Tulane University psychiatrist Dr. Stacy Drury received $2.4 million from the National Institutes of Health to test a provocative new theory: how well children bond with a parent in the first year of life leaves lasting genetic protection, potentially shielding them from disease risks well into adulthood.
Drury, a geneticist, is a pioneer in new research exploring the biological impacts of early adversity on children. She is the first scientist to show that extreme stress in infancy can biologically age a child by shortening the tips of chromosomes, known as telomeres. These caps keep chromosomes from shrinking when cells replicate. Shorter telomeres are linked to higher risks for heart disease, cognitive decline, diabetes and mental illness in adults.
"Telomeres are clearly a marker of the aging process, but they are increasingly being linked to stress," says Drury, associate professor of psychiatry and behavioral sciences and director of the Behavioral and Neurodevelopmental Genetics Laboratory at Tulane University School of Medicine.

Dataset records

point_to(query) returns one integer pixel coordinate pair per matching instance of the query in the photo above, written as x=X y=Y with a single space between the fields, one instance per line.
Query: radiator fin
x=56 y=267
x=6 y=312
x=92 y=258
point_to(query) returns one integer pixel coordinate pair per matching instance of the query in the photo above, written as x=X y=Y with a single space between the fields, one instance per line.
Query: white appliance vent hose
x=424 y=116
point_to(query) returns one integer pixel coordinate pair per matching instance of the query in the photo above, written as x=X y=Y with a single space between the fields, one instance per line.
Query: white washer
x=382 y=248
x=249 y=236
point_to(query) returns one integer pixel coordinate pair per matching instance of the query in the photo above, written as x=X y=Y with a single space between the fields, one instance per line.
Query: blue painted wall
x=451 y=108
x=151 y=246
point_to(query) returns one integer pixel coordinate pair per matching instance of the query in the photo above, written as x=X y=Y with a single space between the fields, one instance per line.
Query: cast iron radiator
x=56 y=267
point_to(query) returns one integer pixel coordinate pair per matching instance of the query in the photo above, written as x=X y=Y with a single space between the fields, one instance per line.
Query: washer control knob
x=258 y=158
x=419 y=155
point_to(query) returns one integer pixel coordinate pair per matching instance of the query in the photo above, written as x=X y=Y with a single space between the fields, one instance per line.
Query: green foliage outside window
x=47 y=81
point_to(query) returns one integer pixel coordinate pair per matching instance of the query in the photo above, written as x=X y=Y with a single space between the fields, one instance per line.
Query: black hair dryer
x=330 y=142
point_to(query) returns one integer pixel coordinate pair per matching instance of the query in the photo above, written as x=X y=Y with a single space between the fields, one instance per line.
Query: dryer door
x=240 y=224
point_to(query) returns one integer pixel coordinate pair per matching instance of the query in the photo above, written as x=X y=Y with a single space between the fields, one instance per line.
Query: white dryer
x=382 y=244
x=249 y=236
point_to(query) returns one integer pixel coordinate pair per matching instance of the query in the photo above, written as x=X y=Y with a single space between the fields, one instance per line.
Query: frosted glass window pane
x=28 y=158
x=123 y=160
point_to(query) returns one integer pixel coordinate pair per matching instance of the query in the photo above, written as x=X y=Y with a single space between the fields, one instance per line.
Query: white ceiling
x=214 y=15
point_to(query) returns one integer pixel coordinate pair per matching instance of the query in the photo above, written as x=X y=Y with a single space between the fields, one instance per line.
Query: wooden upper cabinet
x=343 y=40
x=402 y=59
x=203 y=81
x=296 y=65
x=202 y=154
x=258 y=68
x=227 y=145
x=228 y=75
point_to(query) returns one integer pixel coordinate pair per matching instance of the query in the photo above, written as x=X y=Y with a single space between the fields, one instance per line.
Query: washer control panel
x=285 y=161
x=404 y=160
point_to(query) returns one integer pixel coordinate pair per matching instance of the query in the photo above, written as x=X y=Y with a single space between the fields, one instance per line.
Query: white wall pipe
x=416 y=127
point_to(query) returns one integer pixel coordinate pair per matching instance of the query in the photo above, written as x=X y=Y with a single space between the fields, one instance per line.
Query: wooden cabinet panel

» Work instructions:
Write the next part of the article on Dr. Stacy Drury's research into infant bonding and telomeres, beginning after its final sentence.

» Task answer:
"What this suggests is that we have a marker that is in a cell that is sort of tracking the lasting impact of these negative early life experiences."
She and Tulane scientists are recruiting 500 pregnant women to see if a responsive and sensitive parental bond can create a "biological buffer" in children that protects against telomere shortening and toxic stress.
The Tulane Infant Development Study will be the first to document what happens physiologically before and after infants develop "attachment," the all-important bond with mothers or primary caregivers. More than 140 expectant mothers are enrolled. Researchers are working with area clinics and social service agencies to recruit participants during the next five years.
"If I just need to really strengthen that (parenting) relationship for the first six months of life," Drury says, "and that is going to improve health outcomes for decades—that's an easy sell, right?"